■ **JOB ITEM**: Arrange the listing below, from the line containing "Segmentation: for every" through the line containing "positive clicks: (58, 139) (58, 40)", as a JSON list of strings with one string per line, leaving out blank lines.

■ **RECORDS SHOWN**:
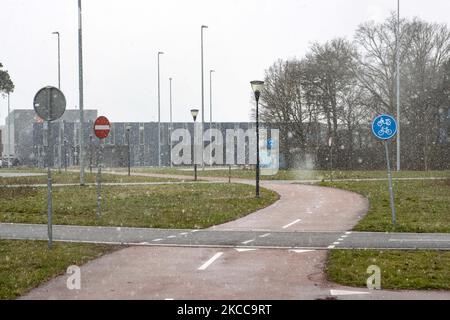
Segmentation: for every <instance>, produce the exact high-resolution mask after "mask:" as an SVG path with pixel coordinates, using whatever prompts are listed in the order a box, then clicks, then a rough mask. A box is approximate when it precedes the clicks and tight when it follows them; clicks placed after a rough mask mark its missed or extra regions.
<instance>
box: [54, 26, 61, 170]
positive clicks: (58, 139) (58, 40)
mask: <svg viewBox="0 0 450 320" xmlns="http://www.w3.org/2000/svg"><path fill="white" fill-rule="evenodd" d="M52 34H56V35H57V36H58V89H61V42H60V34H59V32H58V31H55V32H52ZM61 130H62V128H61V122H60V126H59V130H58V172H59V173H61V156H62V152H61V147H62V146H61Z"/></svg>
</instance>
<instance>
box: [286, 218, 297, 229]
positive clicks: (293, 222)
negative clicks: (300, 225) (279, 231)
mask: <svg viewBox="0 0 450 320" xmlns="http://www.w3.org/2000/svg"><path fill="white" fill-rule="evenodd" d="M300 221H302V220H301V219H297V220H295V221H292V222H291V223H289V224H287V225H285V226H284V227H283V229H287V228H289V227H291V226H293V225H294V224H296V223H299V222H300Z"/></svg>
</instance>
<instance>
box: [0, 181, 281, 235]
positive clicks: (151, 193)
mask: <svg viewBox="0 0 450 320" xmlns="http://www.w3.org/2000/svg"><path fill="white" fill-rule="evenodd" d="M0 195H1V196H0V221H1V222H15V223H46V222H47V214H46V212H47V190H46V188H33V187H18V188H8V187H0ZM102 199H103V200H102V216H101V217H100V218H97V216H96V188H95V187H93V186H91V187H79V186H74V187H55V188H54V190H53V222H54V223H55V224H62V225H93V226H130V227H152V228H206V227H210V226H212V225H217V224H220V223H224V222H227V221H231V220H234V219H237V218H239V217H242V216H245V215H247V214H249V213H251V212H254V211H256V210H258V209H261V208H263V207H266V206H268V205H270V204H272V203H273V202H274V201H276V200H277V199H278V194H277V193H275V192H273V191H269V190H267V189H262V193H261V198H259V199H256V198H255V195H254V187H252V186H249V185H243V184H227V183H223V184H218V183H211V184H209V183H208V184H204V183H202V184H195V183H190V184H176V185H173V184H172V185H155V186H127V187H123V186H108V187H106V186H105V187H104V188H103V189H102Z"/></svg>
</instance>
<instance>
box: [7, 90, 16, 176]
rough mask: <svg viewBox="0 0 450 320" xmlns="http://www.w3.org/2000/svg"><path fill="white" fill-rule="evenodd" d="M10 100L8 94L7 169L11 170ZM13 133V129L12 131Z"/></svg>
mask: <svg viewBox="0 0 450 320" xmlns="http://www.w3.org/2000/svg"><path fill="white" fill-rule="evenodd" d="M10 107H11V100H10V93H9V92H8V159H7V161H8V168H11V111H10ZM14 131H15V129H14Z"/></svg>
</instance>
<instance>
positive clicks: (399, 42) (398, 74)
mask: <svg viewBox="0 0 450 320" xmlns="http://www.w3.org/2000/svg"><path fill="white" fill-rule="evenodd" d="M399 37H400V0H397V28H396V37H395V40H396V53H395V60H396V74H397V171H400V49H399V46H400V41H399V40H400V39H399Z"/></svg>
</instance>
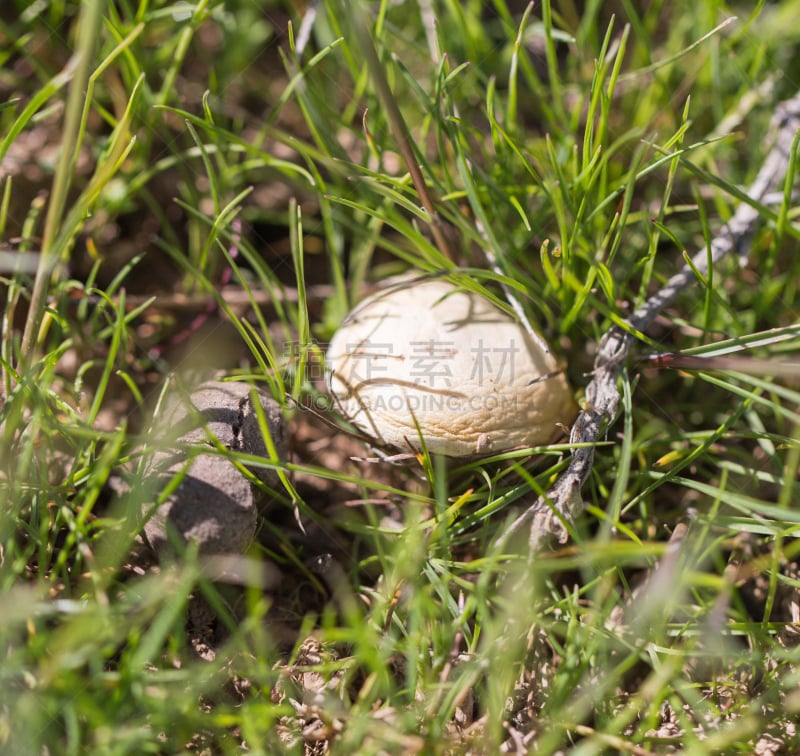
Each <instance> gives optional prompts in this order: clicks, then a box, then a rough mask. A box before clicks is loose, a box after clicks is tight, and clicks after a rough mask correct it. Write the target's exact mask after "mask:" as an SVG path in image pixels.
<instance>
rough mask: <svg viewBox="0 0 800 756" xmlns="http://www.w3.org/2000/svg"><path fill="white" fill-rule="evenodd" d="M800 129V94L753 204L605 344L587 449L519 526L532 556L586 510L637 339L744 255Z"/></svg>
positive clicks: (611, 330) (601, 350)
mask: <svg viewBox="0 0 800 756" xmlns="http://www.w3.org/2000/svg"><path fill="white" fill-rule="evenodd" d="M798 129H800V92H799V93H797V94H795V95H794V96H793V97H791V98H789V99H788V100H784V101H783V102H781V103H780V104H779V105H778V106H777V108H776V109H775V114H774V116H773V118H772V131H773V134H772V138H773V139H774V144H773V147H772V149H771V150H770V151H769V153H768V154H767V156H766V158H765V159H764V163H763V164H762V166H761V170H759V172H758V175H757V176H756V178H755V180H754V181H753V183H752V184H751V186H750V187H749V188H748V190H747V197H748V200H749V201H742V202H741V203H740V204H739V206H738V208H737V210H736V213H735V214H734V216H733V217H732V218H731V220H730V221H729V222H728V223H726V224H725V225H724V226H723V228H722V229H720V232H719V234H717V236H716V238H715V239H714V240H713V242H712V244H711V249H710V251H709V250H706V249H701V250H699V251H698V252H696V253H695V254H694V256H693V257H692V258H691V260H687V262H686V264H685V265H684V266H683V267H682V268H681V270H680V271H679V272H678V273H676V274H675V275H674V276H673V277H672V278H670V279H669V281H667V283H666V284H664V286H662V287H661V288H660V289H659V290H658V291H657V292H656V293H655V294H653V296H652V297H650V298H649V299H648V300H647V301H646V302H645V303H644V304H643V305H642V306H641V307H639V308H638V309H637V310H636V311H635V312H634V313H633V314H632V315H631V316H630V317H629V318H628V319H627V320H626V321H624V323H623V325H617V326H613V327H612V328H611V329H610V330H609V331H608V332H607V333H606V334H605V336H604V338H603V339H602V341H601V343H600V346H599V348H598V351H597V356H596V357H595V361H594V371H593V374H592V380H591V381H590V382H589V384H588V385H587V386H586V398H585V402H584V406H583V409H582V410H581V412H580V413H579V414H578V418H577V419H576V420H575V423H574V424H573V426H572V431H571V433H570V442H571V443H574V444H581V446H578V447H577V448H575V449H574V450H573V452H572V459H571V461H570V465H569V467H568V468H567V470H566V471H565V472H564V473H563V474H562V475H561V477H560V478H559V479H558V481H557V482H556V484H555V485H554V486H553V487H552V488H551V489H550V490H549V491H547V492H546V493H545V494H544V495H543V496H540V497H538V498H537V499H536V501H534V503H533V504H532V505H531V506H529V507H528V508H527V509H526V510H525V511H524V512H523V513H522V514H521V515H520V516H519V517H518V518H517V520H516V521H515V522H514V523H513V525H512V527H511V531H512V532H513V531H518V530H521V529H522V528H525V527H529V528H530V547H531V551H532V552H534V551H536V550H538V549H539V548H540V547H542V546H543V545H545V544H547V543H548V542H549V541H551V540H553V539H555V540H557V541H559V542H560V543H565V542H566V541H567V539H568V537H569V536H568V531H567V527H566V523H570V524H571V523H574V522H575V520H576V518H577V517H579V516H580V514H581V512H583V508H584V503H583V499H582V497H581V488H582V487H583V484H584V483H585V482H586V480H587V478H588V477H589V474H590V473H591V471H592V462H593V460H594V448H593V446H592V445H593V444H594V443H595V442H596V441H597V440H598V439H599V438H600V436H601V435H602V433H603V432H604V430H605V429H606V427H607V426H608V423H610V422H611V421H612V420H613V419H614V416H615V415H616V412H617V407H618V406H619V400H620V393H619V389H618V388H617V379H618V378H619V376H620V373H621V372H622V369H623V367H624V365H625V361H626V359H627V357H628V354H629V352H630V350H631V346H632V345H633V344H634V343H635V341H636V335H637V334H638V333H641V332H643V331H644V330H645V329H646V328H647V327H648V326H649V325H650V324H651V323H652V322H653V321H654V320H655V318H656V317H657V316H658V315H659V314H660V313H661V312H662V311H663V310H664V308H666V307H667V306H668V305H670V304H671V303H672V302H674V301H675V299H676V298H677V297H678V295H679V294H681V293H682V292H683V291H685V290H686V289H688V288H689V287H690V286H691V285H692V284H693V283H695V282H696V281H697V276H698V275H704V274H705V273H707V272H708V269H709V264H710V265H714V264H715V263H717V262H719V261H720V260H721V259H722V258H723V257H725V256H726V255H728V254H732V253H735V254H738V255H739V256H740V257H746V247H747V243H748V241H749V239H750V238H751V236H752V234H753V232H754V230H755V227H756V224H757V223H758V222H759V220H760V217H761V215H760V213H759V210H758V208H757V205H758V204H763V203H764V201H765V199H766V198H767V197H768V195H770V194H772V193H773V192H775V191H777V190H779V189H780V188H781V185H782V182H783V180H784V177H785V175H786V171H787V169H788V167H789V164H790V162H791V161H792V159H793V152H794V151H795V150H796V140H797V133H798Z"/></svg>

--

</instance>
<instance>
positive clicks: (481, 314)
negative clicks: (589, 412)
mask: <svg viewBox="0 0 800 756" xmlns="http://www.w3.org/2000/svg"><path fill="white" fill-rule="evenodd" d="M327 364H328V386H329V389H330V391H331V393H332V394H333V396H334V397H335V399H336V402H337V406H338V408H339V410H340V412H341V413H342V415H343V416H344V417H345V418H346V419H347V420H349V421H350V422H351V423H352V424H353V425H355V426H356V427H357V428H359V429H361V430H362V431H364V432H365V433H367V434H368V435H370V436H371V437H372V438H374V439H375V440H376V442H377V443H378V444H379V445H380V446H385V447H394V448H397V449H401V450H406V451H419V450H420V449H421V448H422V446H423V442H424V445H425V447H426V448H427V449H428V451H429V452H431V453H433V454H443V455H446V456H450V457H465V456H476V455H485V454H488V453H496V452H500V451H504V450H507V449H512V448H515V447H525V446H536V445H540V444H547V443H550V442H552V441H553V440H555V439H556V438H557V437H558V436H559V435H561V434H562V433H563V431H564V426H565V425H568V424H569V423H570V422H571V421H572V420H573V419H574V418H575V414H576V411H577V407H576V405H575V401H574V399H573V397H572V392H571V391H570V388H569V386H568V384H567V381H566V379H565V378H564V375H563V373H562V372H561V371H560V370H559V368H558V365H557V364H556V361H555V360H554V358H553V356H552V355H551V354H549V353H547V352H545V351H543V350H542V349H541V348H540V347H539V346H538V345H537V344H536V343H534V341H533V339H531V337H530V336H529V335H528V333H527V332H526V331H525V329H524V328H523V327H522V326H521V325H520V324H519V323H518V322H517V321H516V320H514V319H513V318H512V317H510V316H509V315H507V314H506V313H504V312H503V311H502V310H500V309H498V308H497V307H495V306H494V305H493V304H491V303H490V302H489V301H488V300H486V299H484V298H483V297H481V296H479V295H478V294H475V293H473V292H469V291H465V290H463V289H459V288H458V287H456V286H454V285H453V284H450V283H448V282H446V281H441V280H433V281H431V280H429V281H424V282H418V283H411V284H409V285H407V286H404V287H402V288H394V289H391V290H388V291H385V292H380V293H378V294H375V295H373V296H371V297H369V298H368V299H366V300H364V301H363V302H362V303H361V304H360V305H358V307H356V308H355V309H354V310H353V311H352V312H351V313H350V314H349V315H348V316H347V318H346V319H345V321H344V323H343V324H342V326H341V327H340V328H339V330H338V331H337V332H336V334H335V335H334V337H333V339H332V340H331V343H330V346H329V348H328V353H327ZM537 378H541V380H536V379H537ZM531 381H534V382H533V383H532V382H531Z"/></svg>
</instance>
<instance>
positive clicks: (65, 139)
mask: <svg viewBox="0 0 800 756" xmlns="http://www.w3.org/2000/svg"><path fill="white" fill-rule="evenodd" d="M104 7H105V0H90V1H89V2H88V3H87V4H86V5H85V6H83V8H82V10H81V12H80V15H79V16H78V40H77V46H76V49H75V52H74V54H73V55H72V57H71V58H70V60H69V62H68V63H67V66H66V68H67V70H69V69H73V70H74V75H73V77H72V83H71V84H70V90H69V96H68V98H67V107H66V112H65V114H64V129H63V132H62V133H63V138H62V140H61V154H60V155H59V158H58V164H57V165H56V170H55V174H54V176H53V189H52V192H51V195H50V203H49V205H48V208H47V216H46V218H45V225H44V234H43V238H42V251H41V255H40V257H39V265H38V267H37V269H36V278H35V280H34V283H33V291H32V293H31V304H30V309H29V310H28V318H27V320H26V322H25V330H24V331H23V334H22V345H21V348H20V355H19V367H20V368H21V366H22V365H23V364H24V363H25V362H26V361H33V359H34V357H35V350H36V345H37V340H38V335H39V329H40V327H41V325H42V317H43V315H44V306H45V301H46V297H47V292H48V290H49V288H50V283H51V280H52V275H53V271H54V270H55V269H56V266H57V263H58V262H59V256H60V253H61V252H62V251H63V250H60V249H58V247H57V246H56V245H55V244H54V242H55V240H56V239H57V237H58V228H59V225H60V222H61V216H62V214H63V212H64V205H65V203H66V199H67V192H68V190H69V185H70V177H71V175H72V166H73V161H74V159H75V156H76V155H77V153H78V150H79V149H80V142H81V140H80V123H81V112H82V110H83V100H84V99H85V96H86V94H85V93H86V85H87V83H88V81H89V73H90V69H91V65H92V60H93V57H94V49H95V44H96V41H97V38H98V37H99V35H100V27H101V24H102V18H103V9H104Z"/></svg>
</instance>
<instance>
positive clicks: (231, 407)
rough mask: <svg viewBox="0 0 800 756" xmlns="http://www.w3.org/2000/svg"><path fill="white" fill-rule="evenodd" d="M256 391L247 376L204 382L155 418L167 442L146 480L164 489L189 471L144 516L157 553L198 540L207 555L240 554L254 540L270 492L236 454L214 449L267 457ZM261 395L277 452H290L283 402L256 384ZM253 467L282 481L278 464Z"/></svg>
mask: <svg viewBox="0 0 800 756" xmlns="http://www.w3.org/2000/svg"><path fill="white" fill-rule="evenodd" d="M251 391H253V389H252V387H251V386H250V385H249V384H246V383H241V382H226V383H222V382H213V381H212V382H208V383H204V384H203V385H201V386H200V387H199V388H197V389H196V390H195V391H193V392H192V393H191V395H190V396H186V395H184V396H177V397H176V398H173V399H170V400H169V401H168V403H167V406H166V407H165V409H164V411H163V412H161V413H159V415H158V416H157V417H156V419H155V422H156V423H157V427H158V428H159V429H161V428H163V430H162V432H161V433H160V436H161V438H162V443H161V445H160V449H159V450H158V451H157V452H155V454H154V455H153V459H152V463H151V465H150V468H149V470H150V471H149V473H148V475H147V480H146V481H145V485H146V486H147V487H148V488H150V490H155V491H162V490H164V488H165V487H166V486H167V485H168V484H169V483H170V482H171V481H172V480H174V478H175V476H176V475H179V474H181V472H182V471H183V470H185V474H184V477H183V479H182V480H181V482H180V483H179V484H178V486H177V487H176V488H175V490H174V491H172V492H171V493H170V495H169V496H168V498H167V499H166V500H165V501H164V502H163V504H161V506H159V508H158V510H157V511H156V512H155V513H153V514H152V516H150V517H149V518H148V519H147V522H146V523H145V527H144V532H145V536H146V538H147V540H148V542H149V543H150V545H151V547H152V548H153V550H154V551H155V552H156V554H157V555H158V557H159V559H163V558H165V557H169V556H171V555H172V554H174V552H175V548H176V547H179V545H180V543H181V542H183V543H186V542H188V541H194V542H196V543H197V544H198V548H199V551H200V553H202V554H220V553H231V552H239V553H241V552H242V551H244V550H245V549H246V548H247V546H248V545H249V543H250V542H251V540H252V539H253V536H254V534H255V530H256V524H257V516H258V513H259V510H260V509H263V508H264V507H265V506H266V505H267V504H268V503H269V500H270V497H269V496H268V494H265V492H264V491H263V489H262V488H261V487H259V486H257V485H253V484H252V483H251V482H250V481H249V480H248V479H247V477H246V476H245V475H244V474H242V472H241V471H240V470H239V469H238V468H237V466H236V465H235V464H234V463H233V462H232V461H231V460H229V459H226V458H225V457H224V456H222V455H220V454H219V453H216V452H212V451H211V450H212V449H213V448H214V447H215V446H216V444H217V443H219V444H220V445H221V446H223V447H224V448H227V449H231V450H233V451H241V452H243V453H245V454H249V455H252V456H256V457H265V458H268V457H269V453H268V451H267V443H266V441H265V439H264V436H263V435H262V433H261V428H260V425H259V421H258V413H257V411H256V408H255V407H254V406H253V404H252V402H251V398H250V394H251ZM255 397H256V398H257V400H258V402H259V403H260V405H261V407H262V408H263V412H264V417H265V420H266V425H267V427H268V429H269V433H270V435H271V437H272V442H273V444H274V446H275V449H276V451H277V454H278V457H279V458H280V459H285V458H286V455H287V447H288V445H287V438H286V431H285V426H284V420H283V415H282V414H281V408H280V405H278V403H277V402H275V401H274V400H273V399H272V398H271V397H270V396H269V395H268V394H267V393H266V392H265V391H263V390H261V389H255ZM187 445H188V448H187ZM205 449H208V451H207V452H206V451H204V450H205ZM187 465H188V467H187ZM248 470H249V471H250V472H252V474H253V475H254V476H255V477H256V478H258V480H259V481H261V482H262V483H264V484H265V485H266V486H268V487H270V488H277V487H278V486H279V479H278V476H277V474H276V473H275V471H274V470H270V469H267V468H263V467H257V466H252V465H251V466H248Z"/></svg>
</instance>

■ **ANSWER AREA**:
[
  "Segmentation: for every <instance>, produce the exact high-resolution mask after \"mask:\" as an SVG path with pixel coordinates, using whatever prompts are listed in the order a box, then clicks, then a rough mask. A box is approximate when it precedes the clicks and tight when it follows them; clicks placed after a rough mask mark its missed or extra regions.",
  "<instance>",
  "box: [54, 26, 61, 170]",
  "positive clicks: (58, 139) (58, 40)"
]